Selected extract:
____

Skip to main content

Onboard a VM to Trident

Introduction

For Trident to be able to update an existing installation of Azure Linux, it needs to track information such as partition and disk layout. This information is discovered by offline-initialize.

This document will outline the steps required to enable this during image creation with Image Customizer.

Prerequisites

  1. Ensure Image Customizer container is accessible.

Instructions

Step 1: Download the minimal base image

Pull minimal-os as a base image from MCR by running:

mkdir -p $HOME/staging
pushd $HOME/staging
oras pull mcr.microsoft.com/azurelinux/3.0/image/minimal-os:latest --platform linux/amd64
popd

Step 2: Build Trident RPMs

Build the Trident RPMs by running:

make bin/trident-rpms.tar.gz

After running this make command, the RPMs will be built and packaged into bin/trident-rpms.tar.gz and unpacked into bin/RPMS/x86_64:

$ ls bin/RPMS/x86_64/
trident-0.3.DATESTRING-dev.COMMITHASH.azl3.x86_64.rpm
trident-install-service-0.3.DATESTRING-dev.COMMITHASH.azl3.x86_64.rpm
trident-provisioning-0.3.DATESTRING-dev.COMMITHASH.azl3.x86_64.rpm
trident-service-0.3.DATESTRING-dev.COMMITHASH.azl3.x86_64.rpm
trident-static-pcrlock-files-0.3.DATESTRING-dev.COMMITHASH.azl3.x86_64.rpm
trident-update-poll-0.3.DATESTRING-dev.COMMITHASH.azl3.x86_64.rpm

Copy RPMs to staging folder:

cp -r bin/RPMS $HOME/staging

Step 3: Define COSI Configuration including offline-initialize

Add the trident-service package to the Image Customizer configuration. This will add the Trident services needed for update and the trident package used for offline-initialize.

____

Set task A: Repeat, word for word, the passage of the Trident onboarding guide from "Onboard a VM" to "container is accessible.".
Set task B: State how many lines of the records contain the string "canopy", counting only case-exact matches. Reply with the number alone.

Pointing entries for labeled objects:
____

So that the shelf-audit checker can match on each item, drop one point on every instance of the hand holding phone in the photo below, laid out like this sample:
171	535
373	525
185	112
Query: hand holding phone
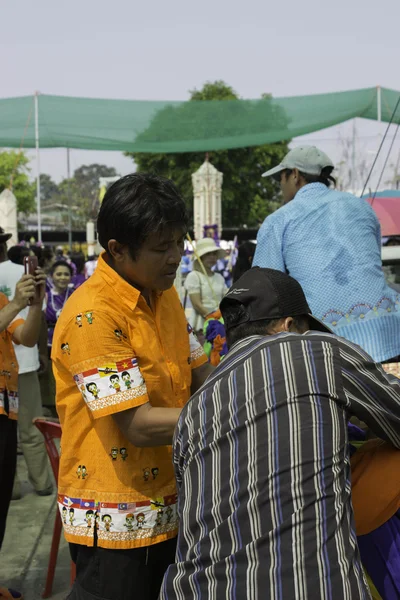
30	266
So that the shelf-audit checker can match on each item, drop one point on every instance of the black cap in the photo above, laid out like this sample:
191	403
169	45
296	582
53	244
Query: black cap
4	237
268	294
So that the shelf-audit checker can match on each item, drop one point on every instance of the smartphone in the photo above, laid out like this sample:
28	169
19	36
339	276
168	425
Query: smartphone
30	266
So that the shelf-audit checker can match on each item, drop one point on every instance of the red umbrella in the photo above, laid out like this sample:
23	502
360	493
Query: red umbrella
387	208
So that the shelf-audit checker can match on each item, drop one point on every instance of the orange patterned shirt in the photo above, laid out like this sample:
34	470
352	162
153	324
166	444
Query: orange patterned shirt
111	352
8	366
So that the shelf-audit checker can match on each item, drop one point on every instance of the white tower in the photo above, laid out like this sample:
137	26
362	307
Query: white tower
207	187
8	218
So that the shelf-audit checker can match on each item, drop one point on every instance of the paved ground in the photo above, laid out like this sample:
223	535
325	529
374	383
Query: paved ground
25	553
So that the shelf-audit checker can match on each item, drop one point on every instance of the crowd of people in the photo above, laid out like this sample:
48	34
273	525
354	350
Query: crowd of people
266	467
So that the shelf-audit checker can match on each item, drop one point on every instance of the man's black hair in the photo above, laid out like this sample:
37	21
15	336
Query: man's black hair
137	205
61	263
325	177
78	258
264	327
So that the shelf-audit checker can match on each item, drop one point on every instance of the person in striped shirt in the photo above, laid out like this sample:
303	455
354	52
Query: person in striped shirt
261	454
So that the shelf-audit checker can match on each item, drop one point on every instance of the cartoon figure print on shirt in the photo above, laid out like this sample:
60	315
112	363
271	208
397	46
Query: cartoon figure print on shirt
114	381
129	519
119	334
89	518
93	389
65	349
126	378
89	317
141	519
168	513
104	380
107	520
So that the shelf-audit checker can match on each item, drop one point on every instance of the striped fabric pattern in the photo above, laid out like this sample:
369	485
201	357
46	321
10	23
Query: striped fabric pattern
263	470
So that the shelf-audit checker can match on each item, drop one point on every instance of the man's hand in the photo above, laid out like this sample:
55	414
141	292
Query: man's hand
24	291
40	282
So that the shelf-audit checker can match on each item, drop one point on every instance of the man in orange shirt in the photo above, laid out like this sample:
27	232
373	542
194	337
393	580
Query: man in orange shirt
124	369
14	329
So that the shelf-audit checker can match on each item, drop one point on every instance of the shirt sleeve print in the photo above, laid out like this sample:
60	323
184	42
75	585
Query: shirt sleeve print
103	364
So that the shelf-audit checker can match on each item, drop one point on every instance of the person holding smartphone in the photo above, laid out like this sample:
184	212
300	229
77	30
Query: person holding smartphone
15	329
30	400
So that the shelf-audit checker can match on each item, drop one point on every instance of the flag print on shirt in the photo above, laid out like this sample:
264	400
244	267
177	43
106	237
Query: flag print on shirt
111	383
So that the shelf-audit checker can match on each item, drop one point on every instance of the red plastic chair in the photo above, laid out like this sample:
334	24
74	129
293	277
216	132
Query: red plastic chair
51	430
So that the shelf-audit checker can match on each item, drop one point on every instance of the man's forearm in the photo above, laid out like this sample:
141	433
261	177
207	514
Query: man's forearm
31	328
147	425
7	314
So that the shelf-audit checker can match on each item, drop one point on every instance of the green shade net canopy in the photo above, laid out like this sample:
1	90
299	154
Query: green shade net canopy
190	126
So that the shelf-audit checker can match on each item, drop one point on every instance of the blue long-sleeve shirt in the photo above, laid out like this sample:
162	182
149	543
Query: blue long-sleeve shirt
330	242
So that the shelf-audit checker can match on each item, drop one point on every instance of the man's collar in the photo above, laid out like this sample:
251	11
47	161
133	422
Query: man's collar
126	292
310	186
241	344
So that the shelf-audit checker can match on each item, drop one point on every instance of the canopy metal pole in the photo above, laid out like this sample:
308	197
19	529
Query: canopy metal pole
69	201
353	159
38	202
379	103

____

Response A:
Onboard a VM to Trident

Introduction

For Trident to be able to update an existing installation of Azure Linux, it needs to track information such as partition and disk layout. This information is discovered by offline-initialize.

This document will outline the steps required to enable this during image creation with Image Customizer.

Prerequisites

  1. Ensure Image Customizer container is accessible.

Response B: 4